━━━━━ Data for this task

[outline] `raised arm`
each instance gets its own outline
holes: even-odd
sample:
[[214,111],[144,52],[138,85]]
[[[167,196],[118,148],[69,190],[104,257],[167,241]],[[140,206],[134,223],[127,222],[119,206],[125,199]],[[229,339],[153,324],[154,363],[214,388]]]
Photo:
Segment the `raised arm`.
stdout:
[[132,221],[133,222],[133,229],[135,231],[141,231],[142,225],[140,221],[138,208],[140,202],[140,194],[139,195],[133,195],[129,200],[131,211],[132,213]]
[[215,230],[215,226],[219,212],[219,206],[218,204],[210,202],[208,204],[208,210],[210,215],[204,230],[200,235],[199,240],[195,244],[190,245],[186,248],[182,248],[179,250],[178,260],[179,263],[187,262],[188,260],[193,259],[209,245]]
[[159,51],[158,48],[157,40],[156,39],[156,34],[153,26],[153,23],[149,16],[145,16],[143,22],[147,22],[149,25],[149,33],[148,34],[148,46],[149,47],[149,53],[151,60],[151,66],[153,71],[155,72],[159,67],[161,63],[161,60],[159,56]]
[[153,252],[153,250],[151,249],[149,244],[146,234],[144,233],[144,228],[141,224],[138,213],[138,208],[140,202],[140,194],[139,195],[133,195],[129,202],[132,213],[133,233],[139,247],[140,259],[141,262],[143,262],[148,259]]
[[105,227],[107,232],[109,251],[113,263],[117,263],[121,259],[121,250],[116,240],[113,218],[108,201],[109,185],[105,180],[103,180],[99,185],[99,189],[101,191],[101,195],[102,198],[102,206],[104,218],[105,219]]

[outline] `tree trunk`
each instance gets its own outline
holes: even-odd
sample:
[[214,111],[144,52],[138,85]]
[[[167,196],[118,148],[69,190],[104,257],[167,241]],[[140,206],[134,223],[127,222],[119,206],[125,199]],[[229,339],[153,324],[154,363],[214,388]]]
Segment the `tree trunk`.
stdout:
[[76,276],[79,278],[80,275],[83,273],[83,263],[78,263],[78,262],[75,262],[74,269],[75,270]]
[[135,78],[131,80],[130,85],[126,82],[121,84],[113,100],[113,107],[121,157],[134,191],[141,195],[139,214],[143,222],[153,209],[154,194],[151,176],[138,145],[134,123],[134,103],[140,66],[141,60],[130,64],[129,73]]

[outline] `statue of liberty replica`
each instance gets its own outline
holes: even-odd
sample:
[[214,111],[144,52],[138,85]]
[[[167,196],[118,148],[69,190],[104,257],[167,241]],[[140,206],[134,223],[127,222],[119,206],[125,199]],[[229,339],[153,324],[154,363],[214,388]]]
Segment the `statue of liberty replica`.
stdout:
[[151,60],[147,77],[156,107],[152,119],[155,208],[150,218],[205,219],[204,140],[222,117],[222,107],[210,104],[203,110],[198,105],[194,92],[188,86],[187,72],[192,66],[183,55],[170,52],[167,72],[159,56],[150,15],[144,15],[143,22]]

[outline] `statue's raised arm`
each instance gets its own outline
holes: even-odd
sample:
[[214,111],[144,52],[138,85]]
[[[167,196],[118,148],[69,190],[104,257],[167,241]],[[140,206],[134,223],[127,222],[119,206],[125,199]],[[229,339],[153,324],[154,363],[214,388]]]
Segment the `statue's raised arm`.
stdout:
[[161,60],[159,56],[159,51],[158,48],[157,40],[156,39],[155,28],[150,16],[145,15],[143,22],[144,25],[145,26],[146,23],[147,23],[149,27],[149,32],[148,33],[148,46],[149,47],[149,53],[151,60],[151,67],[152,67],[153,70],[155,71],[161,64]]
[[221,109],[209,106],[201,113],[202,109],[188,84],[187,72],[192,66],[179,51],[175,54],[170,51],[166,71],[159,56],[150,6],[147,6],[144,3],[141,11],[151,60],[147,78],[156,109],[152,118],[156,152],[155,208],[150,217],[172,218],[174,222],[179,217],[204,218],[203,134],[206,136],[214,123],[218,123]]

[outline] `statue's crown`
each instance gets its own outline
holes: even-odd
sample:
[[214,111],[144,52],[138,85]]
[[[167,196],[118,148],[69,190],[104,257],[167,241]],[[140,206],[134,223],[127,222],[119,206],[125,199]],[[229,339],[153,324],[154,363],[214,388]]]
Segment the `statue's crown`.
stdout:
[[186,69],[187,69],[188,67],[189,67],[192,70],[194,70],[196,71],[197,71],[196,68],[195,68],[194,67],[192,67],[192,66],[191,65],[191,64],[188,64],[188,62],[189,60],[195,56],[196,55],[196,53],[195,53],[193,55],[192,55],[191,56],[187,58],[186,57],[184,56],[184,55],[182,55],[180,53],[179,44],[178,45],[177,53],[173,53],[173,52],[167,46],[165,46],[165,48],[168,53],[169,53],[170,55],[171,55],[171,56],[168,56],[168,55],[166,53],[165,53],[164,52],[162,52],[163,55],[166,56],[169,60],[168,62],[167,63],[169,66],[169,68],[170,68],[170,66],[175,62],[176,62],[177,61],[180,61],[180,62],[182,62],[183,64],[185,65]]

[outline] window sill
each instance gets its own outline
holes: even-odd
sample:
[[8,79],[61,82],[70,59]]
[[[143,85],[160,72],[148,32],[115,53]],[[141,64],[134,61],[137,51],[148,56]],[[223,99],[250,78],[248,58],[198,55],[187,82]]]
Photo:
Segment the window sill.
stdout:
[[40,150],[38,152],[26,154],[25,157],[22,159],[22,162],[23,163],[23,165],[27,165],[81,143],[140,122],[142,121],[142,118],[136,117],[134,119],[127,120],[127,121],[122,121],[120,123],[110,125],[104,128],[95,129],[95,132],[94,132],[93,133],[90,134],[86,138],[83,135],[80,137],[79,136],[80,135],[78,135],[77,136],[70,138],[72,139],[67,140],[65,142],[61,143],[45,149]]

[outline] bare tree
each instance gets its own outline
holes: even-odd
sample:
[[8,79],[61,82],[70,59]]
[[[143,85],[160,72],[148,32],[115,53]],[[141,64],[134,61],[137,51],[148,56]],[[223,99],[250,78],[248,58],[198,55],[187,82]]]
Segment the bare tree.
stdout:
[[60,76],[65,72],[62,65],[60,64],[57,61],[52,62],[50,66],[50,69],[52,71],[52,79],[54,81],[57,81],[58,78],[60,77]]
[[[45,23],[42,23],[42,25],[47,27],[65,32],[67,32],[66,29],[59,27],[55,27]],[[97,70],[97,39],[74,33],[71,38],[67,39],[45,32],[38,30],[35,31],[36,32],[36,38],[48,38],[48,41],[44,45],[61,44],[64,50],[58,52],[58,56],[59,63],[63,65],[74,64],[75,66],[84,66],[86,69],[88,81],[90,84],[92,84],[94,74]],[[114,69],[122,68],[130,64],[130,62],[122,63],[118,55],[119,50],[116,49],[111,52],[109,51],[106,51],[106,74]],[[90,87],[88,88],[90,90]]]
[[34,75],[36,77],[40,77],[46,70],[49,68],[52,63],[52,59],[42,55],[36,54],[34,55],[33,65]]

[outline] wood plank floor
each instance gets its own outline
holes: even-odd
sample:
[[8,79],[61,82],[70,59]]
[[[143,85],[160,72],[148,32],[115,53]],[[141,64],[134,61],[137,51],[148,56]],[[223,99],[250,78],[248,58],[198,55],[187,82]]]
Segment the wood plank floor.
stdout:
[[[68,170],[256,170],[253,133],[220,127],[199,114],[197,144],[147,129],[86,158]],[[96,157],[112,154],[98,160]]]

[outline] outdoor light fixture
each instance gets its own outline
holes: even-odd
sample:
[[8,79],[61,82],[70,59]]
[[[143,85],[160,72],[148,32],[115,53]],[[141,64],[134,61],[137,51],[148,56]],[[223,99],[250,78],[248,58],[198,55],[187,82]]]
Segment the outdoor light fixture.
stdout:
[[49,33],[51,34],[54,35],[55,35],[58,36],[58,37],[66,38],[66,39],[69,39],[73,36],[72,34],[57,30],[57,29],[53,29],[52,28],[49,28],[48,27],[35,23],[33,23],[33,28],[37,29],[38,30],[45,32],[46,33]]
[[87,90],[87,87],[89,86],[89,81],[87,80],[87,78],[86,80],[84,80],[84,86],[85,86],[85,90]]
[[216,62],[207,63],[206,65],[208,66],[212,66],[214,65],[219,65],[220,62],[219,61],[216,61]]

━━━━━━━━━━

Instructions for the task:
Reproduce the items from the line containing "[outline] wood plank floor" through the end, substituting "exterior lamp" for every "outdoor light fixture" and leaving all else untouched.

Result:
[outline] wood plank floor
each instance gets its own outline
holes: even-odd
sample:
[[8,79],[61,82],[70,59]]
[[[143,85],[160,72],[148,32],[115,53]],[[141,64],[134,61],[137,51],[148,56]],[[223,99],[250,78],[248,58],[198,55],[187,82]]]
Segment the wood plank floor.
stdout:
[[[68,170],[256,170],[253,133],[220,127],[199,114],[197,144],[147,129],[86,158]],[[96,157],[112,154],[98,160]]]

[outline] exterior lamp
each instance gets its own outline
holes: even-odd
sample:
[[8,79],[61,82],[70,59]]
[[[143,85],[160,72],[148,32],[115,53]],[[141,64],[134,61],[137,51],[148,56]],[[223,99],[250,78],[248,58],[198,55],[187,82]]]
Segment the exterior lamp.
stdout:
[[49,33],[51,34],[54,35],[55,35],[58,36],[58,37],[66,38],[66,39],[69,39],[73,36],[72,34],[57,30],[57,29],[53,29],[52,28],[49,28],[48,27],[35,23],[33,23],[33,28],[37,29],[38,30],[45,32],[46,33]]
[[87,90],[87,87],[89,86],[89,81],[87,80],[87,78],[86,80],[84,80],[84,86],[85,86],[85,90]]
[[216,62],[207,63],[206,65],[208,66],[212,66],[214,65],[219,65],[220,62],[219,61],[216,61]]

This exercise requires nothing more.